→ **YOUR INSTRUCTIONS**: The answer must be an exact copy of all the data below.
-------- MATERIAL PROVIDED --------
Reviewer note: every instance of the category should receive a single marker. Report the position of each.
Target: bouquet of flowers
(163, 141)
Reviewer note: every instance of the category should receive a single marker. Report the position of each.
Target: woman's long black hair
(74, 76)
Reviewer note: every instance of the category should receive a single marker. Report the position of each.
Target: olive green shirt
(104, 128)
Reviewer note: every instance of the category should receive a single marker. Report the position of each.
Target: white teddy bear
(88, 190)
--------
→ **OUTPUT BELOW**:
Reviewer note: every instance of the category should receive a single marker. Report the position of each.
Target: bouquet of flowers
(163, 141)
Reviewer note: every instance of the category should receive a single marker. Report the position of each.
Target: woman's long black hair
(74, 76)
Reviewer note: every instance of the category should receive a single marker. Report the position of each.
Target: olive green shirt
(104, 128)
Reviewer note: every instance of the category should receive a single marker. Report the position of each.
Target: white teddy bear
(88, 190)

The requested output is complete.